EXERCISE BRIEF: Copy each of the following items word for word, keeping every line unchanged.

SUPPLIED RECORDS:
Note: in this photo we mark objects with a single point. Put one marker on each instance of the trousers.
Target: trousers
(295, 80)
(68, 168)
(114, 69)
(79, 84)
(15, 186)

COMPLETED TASK:
Note: in this photo we mark objects with a single point. Put one marker on each instance of the trousers.
Target: trousers
(295, 80)
(68, 168)
(114, 69)
(79, 84)
(15, 186)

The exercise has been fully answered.